GIVEN PASSAGE:
News | Molecular Imaging | July 08, 2015

Traumatic Brain Injury Can Now Be Identified With SPECT

Large neuroimaging study finds nuclear imaging method can distinguish TBI from post-traumatic stress disorder

SPECT, traumatic brain injury, TBI, post-traumatic stress disorder, PTSD

July 8, 2015 - After comparing more than 20,000 brain scans, researchers have identified differences between traumatic brain injury (TBI) and post-traumatic stress disorder (PTSD) despite both conditions sharing common symptoms.

"This discovery is breakthrough information for anyone diagnosed with either TBI or PTSD or both," said Theodore Henderson, M.D., Ph.D., a co-author of the study, published in PLOS One. "Now that we can tell the difference between TBI and PTSD, clinicians can apply more targeted and appropriate treatments, and achieve advances with their patients."

Believed to be the largest functional neuroimaging study ("Functional Neuroimaging Distinguishes Post traumatic Stress Disorder from Traumatic Brain Injury in Focused and Large Community Datasets"), researchers used single photon emission computed tomography (SPECT) to obtain biological differences between TBI and PTSD in the brain. This neuroimaging method and landmark study "demystify" these two conditions that both may appear with symptoms like anxiety, depression, mood dysregulation, irritability and other cognitive breakdowns, according to Henderson.

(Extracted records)
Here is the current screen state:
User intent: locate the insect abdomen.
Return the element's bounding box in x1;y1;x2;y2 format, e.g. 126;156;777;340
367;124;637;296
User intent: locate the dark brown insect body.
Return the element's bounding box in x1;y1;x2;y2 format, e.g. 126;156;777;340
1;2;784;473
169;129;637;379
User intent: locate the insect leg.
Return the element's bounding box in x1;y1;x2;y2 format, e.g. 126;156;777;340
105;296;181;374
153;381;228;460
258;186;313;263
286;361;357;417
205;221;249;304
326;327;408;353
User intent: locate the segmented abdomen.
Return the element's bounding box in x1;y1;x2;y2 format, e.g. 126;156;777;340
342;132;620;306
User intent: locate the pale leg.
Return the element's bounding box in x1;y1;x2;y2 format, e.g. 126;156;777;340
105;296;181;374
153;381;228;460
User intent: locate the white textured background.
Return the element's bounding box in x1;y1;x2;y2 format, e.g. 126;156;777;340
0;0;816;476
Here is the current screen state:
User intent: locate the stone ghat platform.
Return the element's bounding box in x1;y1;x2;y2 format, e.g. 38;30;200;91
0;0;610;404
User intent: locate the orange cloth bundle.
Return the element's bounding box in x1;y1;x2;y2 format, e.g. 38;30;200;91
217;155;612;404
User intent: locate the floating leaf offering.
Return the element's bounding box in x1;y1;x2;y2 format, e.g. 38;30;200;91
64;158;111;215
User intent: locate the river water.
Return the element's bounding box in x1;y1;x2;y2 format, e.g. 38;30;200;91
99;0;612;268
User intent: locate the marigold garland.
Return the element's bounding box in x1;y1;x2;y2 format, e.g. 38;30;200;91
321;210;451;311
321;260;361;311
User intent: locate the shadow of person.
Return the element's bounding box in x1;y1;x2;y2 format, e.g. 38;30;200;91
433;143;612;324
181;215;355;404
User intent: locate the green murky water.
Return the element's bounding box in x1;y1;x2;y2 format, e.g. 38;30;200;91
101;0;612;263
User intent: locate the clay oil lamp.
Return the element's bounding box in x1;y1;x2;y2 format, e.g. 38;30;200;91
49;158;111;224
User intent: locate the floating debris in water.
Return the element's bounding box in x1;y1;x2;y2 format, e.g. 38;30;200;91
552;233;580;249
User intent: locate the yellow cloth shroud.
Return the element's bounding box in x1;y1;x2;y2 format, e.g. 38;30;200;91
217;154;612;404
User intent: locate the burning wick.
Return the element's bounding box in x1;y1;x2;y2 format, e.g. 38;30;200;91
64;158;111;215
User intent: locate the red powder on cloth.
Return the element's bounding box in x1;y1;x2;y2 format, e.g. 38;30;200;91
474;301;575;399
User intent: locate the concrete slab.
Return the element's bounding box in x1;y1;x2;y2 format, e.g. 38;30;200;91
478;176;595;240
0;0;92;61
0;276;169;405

ABOUT THIS TASK: Carry on the news report on SPECT distinguishing traumatic brain injury from PTSD, beginning right after its final sentence.

OUTPUT FOR THIS TASK:
"This study contained a subset of closely matched patients and a larger dataset of "˜real world' patients with multiple psychiatric or neurological conditions. The accuracy of the closely matched study was 100 percent, which replicates our research on veterans with TBI or PTSD (wherein the accuracy was 94 percent). It clearly delineates the potential of SPECT as a biomarker in differentiating TBI from PTSD - a critical issue for anyone suffering from symptoms with no answers," said Henderson, a Denver-based psychiatrist specializing in treating complex conditions.

Henderson emphasized the importance of obtaining an accurate diagnoses for TBI or PTSD. "They may have similar symptoms, but treatments are very different," he said.

"For example, some treatments for PTSD can actually be useless and possibly even harmful for TBI," said Henderson. "Plus, TBI can refer to injury to any part of the brain, which would require different treatments as well."

Henderson said this news will be particularly noteworthy for the millions of Americans who have played contact sports, citing sport-related concussion incidence rates being reported to top 3 million per year, according to the Center for Disease Control. "I hope to reach out to all the active and retired football players and athletes suffering from either of these conditions."